#### Dataset extract
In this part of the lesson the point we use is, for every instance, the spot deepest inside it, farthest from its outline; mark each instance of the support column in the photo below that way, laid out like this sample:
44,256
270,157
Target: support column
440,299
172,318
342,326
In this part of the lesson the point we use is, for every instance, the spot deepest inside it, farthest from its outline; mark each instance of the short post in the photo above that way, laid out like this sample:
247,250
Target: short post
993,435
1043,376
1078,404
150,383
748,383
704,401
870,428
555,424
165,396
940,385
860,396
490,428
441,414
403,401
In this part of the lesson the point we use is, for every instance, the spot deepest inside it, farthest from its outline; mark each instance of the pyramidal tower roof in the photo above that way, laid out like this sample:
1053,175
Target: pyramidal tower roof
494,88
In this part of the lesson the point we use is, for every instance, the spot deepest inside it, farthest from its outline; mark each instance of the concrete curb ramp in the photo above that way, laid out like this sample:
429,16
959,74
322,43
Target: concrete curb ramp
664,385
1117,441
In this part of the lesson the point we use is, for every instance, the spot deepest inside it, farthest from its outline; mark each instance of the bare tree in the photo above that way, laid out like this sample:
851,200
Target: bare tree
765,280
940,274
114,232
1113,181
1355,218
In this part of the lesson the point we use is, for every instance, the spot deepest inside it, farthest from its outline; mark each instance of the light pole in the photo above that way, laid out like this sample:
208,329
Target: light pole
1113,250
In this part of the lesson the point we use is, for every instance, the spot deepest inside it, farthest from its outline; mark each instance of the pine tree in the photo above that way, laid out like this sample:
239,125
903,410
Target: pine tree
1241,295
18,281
########
#### Dataset extract
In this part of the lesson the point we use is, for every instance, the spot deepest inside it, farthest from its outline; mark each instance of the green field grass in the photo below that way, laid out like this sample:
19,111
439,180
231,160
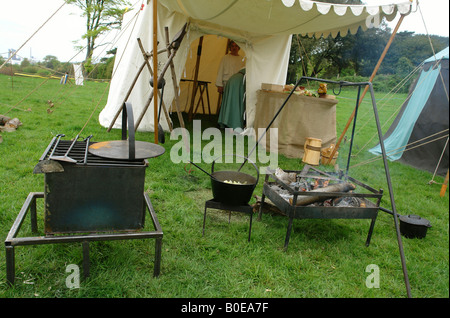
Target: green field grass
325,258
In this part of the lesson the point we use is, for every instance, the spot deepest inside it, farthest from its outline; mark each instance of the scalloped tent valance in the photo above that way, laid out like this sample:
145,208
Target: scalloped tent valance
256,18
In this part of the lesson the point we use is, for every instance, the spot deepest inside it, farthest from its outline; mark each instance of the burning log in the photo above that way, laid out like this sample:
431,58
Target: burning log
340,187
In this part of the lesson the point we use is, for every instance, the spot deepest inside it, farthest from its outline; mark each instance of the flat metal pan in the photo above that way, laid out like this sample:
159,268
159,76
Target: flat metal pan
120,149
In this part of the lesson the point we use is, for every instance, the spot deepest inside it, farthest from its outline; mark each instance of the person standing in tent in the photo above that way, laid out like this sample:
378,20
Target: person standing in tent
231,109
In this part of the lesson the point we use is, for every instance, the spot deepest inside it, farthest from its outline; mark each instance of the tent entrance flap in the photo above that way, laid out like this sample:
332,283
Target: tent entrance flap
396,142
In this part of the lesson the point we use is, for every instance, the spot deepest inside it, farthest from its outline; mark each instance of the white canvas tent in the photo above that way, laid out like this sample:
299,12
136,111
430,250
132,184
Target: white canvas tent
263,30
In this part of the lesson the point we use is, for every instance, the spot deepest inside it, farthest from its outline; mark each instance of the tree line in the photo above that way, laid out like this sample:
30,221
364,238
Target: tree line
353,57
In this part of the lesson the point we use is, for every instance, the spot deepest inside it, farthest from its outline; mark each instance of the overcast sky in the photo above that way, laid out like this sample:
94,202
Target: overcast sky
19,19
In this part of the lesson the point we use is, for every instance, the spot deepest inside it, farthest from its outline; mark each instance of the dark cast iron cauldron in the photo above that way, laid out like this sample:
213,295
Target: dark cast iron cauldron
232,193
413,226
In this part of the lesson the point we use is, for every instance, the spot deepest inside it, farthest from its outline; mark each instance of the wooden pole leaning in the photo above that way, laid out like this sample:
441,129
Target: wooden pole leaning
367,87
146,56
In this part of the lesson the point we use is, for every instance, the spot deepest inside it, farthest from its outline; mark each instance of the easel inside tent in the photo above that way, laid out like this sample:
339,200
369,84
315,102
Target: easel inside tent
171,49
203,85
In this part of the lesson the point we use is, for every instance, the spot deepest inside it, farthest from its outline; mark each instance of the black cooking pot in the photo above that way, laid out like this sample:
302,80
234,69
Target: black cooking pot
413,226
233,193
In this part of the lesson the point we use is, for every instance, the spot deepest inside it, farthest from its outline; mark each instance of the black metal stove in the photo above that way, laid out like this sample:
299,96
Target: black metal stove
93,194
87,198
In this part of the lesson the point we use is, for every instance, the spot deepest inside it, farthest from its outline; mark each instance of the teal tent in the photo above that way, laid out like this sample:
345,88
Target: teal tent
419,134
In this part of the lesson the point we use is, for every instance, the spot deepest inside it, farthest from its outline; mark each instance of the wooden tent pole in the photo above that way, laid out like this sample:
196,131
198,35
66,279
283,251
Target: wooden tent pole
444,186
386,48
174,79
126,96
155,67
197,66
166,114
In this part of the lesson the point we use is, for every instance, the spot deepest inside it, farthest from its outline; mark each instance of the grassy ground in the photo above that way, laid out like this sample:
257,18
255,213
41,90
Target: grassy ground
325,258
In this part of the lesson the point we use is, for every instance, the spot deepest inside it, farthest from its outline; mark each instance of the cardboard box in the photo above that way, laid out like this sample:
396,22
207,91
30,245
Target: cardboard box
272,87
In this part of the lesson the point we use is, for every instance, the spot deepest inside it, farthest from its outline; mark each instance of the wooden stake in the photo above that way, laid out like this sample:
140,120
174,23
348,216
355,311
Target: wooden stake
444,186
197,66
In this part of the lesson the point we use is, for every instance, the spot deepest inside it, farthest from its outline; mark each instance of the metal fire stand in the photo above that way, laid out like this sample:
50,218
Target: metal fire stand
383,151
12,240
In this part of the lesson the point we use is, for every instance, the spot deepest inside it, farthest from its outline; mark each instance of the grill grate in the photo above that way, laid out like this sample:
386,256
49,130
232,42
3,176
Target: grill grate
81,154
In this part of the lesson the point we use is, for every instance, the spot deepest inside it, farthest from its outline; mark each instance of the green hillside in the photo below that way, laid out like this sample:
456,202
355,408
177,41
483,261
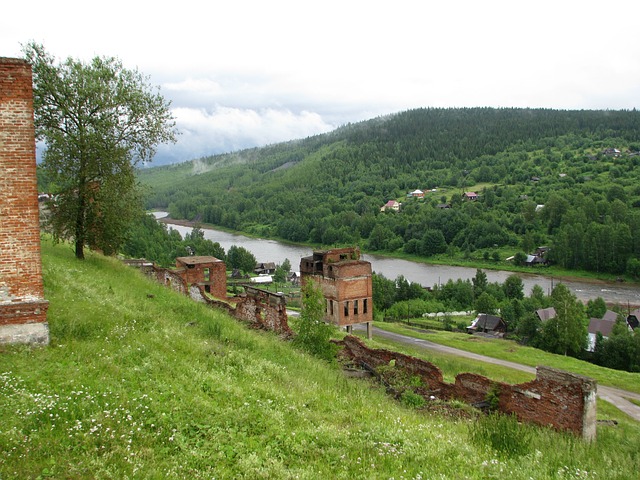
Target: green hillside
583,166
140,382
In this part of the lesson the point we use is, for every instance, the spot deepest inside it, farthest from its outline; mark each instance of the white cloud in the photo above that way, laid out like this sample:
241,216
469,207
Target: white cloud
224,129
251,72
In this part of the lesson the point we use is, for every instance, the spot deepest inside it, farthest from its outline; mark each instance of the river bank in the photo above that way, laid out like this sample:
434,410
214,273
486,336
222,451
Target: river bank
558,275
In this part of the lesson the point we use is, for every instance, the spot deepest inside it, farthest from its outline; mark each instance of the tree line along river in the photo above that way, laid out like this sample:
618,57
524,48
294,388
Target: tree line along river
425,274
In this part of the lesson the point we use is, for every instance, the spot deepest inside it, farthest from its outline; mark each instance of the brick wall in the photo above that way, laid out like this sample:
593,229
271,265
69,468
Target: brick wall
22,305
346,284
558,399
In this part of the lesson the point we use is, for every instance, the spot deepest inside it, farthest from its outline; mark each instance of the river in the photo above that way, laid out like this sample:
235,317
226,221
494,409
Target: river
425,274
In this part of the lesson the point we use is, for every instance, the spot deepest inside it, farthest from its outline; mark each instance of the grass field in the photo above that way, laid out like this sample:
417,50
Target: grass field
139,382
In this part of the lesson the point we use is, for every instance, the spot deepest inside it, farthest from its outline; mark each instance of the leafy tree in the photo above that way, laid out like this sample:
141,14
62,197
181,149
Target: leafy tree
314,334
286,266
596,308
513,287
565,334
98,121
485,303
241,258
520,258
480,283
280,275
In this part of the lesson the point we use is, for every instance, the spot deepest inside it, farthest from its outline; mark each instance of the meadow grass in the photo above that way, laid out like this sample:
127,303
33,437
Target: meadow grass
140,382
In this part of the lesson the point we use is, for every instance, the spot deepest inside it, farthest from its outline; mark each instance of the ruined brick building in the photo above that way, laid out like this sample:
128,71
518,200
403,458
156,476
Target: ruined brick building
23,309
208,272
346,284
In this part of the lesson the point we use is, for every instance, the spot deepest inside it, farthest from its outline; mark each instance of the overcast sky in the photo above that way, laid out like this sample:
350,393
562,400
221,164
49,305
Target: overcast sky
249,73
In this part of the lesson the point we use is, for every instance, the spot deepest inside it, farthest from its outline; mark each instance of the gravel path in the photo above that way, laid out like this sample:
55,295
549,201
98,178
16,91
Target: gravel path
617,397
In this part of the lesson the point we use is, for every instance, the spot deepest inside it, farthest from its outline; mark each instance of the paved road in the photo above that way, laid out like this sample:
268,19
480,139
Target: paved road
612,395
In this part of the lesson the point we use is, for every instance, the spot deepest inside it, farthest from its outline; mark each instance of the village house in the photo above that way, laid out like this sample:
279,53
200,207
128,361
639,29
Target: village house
########
#### Dataset extract
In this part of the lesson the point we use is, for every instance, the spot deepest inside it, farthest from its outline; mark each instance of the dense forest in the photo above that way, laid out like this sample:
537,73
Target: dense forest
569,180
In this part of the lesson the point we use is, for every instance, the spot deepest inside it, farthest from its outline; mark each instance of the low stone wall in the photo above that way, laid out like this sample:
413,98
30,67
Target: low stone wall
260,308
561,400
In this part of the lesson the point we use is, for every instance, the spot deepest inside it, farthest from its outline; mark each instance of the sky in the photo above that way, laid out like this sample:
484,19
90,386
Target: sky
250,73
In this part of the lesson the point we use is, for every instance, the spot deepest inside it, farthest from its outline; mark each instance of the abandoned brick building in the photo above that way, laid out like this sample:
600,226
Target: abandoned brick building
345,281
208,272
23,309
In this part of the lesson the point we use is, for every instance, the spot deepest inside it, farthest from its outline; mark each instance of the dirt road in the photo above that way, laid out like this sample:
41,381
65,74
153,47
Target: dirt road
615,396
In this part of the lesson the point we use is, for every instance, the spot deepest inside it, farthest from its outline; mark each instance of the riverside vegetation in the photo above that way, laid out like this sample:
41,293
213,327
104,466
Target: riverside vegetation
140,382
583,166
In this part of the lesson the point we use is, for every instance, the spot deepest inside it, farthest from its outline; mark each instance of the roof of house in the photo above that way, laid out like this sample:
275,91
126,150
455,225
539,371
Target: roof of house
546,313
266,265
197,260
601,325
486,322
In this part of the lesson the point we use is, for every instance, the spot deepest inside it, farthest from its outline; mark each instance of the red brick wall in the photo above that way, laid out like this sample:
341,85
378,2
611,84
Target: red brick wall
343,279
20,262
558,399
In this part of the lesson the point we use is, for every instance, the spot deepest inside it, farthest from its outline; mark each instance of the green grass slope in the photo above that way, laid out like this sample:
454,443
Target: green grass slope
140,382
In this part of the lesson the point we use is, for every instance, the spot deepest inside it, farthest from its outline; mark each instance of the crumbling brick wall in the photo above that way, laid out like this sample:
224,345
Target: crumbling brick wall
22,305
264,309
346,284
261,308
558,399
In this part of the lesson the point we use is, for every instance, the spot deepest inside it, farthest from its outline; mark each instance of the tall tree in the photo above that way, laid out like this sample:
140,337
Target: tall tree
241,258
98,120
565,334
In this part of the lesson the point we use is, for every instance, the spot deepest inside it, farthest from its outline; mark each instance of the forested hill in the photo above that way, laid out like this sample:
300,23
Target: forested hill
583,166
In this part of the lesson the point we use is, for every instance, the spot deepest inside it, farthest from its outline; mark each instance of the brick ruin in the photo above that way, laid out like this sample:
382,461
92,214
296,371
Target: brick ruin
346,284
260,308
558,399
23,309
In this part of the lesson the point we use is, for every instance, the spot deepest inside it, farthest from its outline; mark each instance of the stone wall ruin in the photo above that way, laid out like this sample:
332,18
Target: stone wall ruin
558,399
########
Return all lines of the data in which the string "village" appears.

# [Output]
In this part of the lesson the point we use is, for every instance, the spot deepest inside it, farthest from its outline; mark each instance of the village house in the photo above that way, laid out like this sample:
Target: village house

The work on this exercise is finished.